## Given exercise 1
From the forgiveness essay below, copy the passage that begins at the words "But there is" and stops after "God’s forgiveness follows.", character for character.

## Extract to read
Tuesday, September 05, 2023

Qualified to Forgive

Contrary to the conventional wisdom, biblical forgiveness (as discussed in this recent post) is not a state of mind or a particular emotion; rather, forgiveness is a verbal transaction between two parties in which one requests relief from a felt obligation and the other grants it. Letting go of anger, resisting bitterness, and getting over old hurts are simply not the same thing as genuine forgiveness asked for and received.

But there is another aspect to genuine biblical forgiveness worth exploring: it requires that the correct parties show up to the table.

Who Can Offer and Who Can Accept?

It should be patently obvious that no human being is qualified to forgive an injury done to someone else. The scribes in Matthew had at least that much right when they accused Jesus of blasphemy for forgiving the sins of the paralytic: they correctly understood the man’s sins were offenses not just against other men but against God himself. For the Lord Jesus to grant him forgiveness of these was either an outrageous act of presumption or the rightful assertion of his own deity.

So then, only the offender may legitimately request forgiveness and only an offended party is truly qualified to grant it. Done appropriately, God’s forgiveness follows.

Though not a believer to the best of my knowledge, Douglas Murray grasps this principle. In his chapter on Reparations in his recent bestseller The War on the West, he writes:

“The first thing to do is to work out whether the wrong has actually occurred. And what the extent of that wrong might be. Next, it is necessary to work out who the person is who has been wronged and who the person is who has done the wrong thing. If forgiveness or apology is required, then who can offer it and who can accept it? If some kind of compensation or restitution is required, then where will it come from and who will it go to?”

The Dying Nazi

By way of illustrating the problem, Murray offers two real life accounts. The first concerns Holocaust survivor and Nazi hunter Simon Wiesenthal, once called to bedside of a dying Nazi soldier riddled with guilt for his war crimes as a member of the Hitler Youth. This man and his compatriots shot or burned around three hundred Jews in a single atrocious event. Murray writes:

“After the SS soldier has finished his tale, and the reader perhaps expects some kind of reconciliation, Wiesenthal gets up and leaves the room without saying a word.”

## Extracted records

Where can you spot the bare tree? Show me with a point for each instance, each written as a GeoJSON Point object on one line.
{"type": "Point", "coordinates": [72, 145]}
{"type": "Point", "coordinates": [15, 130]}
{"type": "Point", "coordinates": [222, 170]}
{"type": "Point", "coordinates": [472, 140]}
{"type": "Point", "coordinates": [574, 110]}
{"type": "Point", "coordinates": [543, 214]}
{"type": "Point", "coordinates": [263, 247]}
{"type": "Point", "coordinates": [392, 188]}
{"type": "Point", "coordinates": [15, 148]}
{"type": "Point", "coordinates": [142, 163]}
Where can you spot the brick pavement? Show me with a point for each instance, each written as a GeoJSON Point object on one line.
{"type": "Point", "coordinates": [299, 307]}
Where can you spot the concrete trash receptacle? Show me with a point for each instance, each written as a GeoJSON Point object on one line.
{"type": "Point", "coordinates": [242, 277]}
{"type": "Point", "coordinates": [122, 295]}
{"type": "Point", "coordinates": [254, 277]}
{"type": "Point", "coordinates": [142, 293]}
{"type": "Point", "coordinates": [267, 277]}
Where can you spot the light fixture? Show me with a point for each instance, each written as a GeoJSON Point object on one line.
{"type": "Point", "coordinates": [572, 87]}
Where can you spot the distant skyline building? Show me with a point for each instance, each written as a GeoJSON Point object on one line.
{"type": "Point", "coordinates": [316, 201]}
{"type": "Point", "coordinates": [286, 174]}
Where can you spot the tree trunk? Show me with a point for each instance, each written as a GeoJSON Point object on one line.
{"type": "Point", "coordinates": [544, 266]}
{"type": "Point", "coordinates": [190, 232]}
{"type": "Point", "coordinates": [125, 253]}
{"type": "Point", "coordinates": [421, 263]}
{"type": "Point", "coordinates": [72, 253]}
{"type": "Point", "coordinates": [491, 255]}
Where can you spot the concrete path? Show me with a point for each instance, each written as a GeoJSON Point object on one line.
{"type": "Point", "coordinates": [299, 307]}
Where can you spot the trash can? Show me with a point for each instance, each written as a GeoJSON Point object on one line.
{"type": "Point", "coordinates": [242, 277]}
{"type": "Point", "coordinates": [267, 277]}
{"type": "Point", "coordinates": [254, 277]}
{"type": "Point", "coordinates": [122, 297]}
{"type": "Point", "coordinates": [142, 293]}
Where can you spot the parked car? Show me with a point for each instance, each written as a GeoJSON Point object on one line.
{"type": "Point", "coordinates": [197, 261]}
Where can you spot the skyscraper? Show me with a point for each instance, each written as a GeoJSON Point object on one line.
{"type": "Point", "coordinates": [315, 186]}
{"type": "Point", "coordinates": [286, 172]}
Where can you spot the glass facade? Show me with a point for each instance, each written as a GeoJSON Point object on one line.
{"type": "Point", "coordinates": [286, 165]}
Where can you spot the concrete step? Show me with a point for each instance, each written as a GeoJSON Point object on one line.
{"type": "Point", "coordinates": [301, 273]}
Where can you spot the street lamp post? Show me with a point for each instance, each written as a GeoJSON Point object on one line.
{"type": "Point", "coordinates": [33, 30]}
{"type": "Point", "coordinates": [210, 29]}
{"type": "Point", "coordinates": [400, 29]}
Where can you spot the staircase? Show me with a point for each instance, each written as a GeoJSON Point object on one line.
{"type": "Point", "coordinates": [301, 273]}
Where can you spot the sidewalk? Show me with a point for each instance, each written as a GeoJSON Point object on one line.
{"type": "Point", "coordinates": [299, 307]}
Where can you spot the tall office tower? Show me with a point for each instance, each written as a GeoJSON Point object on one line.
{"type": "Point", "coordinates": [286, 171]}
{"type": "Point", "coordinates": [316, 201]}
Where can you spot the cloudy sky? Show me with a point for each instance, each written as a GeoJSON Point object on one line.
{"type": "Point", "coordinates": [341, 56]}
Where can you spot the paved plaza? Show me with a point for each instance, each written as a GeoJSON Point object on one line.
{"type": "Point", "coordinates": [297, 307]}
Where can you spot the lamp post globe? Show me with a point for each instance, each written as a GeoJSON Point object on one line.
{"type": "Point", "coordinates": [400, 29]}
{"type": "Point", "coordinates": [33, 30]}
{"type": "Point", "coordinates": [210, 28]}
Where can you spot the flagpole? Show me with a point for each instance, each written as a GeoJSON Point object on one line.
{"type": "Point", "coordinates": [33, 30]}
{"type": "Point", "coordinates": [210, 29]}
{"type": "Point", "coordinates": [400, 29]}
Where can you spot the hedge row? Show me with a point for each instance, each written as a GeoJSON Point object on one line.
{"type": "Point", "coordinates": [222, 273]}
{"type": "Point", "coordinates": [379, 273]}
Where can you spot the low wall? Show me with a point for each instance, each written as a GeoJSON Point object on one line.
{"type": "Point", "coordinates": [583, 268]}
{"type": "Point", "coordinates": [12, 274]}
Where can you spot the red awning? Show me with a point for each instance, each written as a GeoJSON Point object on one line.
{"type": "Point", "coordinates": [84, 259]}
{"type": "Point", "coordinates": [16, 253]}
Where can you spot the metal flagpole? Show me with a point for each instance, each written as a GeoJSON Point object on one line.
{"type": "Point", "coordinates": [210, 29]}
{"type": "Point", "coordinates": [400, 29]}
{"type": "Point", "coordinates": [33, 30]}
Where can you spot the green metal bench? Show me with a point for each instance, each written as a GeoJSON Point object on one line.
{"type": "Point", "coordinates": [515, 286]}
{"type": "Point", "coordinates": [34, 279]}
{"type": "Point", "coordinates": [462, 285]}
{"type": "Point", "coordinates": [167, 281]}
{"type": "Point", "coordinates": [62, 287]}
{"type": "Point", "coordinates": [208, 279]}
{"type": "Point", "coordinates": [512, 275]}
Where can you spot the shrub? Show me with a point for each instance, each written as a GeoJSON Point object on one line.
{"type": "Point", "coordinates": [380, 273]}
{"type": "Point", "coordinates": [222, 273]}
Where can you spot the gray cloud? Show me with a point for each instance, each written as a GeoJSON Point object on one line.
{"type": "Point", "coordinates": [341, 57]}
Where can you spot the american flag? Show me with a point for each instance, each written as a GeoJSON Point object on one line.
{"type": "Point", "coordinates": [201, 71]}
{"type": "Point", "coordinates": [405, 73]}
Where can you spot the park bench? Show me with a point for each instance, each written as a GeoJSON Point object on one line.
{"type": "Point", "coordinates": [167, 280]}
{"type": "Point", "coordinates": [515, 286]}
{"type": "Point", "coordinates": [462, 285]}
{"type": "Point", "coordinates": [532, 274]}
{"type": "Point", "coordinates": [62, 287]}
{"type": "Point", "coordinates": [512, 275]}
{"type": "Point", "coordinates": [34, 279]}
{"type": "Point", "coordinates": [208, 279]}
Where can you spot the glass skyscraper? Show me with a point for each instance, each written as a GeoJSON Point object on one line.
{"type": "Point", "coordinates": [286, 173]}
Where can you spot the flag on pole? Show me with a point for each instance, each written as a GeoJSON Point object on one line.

## Given exercise 2
Pull out every line of the entries above that contains the string "post". Match case exactly.

## Exercise response 1
But there is another aspect to genuine biblical forgiveness worth exploring: it requires that the correct parties show up to the table.

Who Can Offer and Who Can Accept?

It should be patently obvious that no human being is qualified to forgive an injury done to someone else. The scribes in Matthew had at least that much right when they accused Jesus of blasphemy for forgiving the sins of the paralytic: they correctly understood the man’s sins were offenses not just against other men but against God himself. For the Lord Jesus to grant him forgiveness of these was either an outrageous act of presumption or the rightful assertion of his own deity.

So then, only the offender may legitimately request forgiveness and only an offended party is truly qualified to grant it. Done appropriately, God’s forgiveness follows.

## Exercise response 2
Where can you spot the street lamp post? Show me with a point for each instance, each written as a GeoJSON Point object on one line.
Where can you spot the lamp post globe? Show me with a point for each instance, each written as a GeoJSON Point object on one line.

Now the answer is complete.